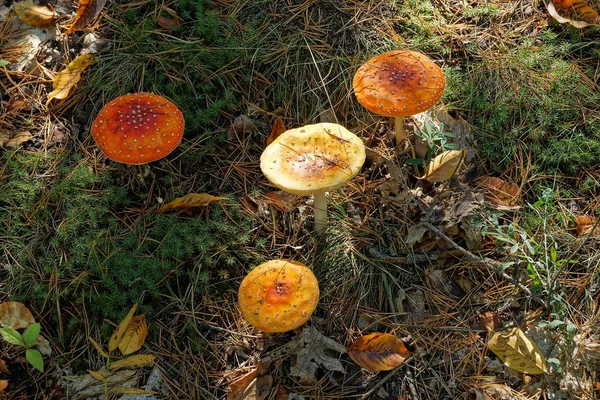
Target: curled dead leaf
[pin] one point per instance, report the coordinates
(575, 12)
(378, 352)
(190, 200)
(517, 351)
(34, 14)
(444, 166)
(66, 79)
(15, 315)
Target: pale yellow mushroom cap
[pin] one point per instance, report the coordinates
(313, 159)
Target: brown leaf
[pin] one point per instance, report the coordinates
(444, 166)
(190, 200)
(15, 315)
(117, 336)
(517, 351)
(168, 23)
(277, 129)
(585, 224)
(378, 352)
(68, 77)
(87, 11)
(34, 14)
(575, 12)
(499, 192)
(134, 336)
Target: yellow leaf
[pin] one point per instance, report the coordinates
(115, 339)
(34, 14)
(517, 351)
(15, 315)
(68, 77)
(444, 166)
(190, 200)
(140, 360)
(97, 375)
(575, 12)
(98, 348)
(86, 12)
(124, 390)
(134, 336)
(378, 352)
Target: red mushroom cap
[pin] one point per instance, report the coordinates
(399, 83)
(138, 128)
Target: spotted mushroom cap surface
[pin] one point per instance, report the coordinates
(138, 128)
(313, 159)
(399, 83)
(278, 295)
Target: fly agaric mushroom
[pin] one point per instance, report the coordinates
(313, 160)
(278, 295)
(138, 128)
(397, 84)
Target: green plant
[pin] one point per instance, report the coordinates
(27, 341)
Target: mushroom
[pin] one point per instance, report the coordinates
(278, 295)
(397, 84)
(313, 160)
(138, 128)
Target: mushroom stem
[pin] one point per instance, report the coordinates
(320, 204)
(399, 130)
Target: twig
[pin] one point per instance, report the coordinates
(490, 265)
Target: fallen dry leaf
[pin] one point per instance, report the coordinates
(499, 192)
(34, 14)
(15, 315)
(68, 77)
(378, 352)
(277, 129)
(190, 200)
(134, 336)
(585, 224)
(575, 12)
(444, 166)
(117, 336)
(517, 351)
(87, 11)
(140, 360)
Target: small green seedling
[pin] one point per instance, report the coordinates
(28, 340)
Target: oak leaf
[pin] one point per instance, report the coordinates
(378, 352)
(87, 11)
(34, 14)
(15, 315)
(575, 12)
(517, 351)
(190, 200)
(444, 166)
(117, 336)
(66, 79)
(134, 336)
(277, 129)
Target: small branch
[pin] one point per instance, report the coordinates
(490, 265)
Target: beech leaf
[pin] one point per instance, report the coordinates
(190, 200)
(444, 166)
(34, 14)
(68, 77)
(87, 11)
(15, 315)
(378, 352)
(117, 336)
(134, 336)
(517, 351)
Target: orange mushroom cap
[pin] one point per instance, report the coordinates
(278, 295)
(399, 83)
(138, 128)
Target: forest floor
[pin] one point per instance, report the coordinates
(82, 238)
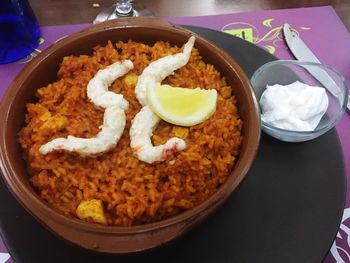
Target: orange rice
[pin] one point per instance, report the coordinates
(132, 192)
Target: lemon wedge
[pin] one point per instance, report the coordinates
(181, 106)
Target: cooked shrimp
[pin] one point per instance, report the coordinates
(141, 131)
(112, 129)
(97, 89)
(146, 120)
(113, 120)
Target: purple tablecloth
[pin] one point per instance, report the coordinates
(319, 27)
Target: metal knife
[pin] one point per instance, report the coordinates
(302, 52)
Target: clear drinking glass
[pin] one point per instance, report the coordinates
(19, 30)
(285, 72)
(122, 8)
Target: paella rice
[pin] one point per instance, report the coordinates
(128, 191)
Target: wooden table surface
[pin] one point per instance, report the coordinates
(59, 12)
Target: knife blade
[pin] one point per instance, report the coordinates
(303, 53)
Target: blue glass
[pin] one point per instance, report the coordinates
(19, 30)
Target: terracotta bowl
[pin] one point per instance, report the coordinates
(42, 71)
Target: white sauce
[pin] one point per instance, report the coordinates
(296, 107)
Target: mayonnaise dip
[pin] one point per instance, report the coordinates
(296, 107)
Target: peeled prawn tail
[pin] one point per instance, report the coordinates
(113, 119)
(97, 88)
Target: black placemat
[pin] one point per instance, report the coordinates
(288, 209)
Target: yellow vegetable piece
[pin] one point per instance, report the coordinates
(91, 210)
(182, 106)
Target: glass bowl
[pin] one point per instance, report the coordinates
(285, 72)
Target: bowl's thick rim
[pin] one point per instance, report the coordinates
(36, 206)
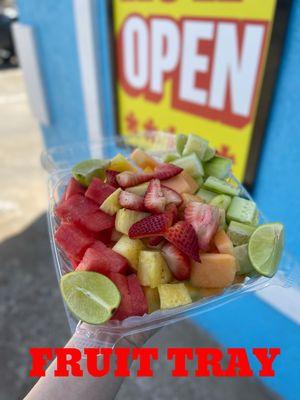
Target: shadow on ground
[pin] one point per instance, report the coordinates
(32, 315)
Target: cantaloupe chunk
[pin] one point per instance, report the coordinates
(152, 298)
(214, 271)
(143, 160)
(194, 291)
(182, 183)
(223, 243)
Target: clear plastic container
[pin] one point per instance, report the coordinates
(58, 162)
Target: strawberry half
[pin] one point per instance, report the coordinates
(205, 220)
(172, 210)
(166, 171)
(154, 200)
(111, 177)
(127, 179)
(183, 236)
(155, 241)
(150, 226)
(131, 201)
(178, 262)
(171, 196)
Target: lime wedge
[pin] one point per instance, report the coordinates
(265, 248)
(91, 297)
(86, 170)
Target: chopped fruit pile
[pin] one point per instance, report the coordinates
(162, 234)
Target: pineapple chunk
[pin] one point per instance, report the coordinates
(150, 268)
(120, 164)
(125, 218)
(130, 249)
(166, 274)
(111, 204)
(152, 298)
(173, 295)
(140, 190)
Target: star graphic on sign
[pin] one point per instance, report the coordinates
(149, 125)
(131, 122)
(171, 129)
(225, 152)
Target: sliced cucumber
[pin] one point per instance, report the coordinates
(256, 218)
(222, 201)
(199, 180)
(244, 264)
(218, 166)
(180, 142)
(241, 210)
(86, 170)
(209, 154)
(217, 185)
(206, 195)
(195, 144)
(170, 157)
(191, 164)
(239, 233)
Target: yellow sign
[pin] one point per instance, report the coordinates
(192, 66)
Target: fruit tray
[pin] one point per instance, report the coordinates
(58, 162)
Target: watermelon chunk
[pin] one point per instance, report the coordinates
(75, 207)
(99, 191)
(125, 307)
(84, 213)
(102, 259)
(73, 241)
(138, 299)
(105, 236)
(73, 187)
(97, 221)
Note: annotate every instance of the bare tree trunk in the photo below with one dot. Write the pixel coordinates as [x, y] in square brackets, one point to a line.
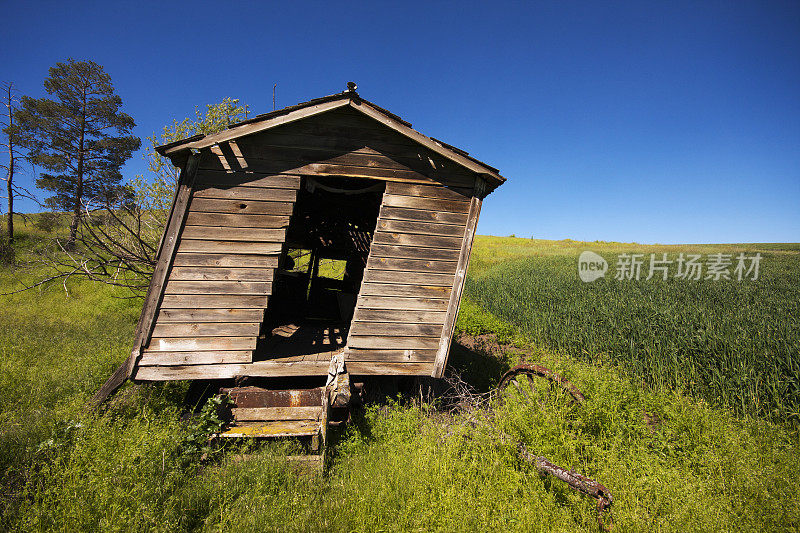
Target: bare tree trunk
[76, 210]
[11, 163]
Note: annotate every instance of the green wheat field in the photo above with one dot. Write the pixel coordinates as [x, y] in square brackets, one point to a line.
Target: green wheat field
[691, 418]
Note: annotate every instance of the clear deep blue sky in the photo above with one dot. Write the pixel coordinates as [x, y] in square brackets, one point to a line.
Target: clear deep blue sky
[651, 122]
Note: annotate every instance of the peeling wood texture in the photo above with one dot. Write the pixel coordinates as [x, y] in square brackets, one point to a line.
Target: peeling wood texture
[218, 261]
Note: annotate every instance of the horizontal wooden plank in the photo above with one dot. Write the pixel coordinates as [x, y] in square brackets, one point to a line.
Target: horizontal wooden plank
[422, 215]
[226, 260]
[177, 344]
[433, 204]
[229, 247]
[259, 156]
[395, 329]
[154, 358]
[240, 207]
[429, 191]
[413, 252]
[411, 265]
[218, 287]
[214, 301]
[248, 414]
[323, 169]
[407, 316]
[370, 368]
[411, 154]
[406, 291]
[398, 356]
[210, 315]
[206, 329]
[247, 179]
[182, 273]
[422, 228]
[399, 303]
[223, 371]
[237, 192]
[276, 428]
[234, 234]
[237, 221]
[394, 343]
[409, 278]
[408, 239]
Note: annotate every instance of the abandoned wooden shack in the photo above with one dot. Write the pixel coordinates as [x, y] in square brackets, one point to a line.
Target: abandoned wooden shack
[329, 229]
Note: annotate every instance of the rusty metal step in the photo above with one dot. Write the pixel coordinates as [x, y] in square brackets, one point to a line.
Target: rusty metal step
[276, 413]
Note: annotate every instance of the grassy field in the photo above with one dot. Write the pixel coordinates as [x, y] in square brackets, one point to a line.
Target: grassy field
[734, 343]
[672, 459]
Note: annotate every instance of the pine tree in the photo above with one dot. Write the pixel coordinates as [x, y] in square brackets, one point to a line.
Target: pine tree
[72, 137]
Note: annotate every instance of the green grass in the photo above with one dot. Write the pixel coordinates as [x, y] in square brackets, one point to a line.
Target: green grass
____
DO THIS
Exactly and only the lines from the one containing "Note: annotate every instance of the abandoned" through the end of the material are to be reproduced, both ends included.

WORKED ANSWER
Note: annotate every instance of the abandoned wooden shack in the photo above with one dot. Write the pixel coordinates as [x, y] in square brackets, one point to a line.
Target: abandoned wooden shack
[329, 229]
Note: annotate every instance of the rusty metal step in the photo above with one dot. Write the pixel coordinates as [x, y] in square brackets, one point to a line.
Target: rusty metal step
[276, 413]
Note: annotate every instance of the grassy field in the photo above with one dot. Write the pixel coordinates as [x, y] in square brackets, one point to a line.
Target: grassy field
[734, 343]
[672, 459]
Note: annotate every instance of the pine tree in the photo above with one dot. Write the pixel coordinates as [x, y] in square brackets, one point to a line.
Target: pine tree
[72, 137]
Note: annotate every instance of the green grass in the photo above with one dot. Write the pixel coordinates as [x, y] in square brackets, one point to a line.
Target: green grass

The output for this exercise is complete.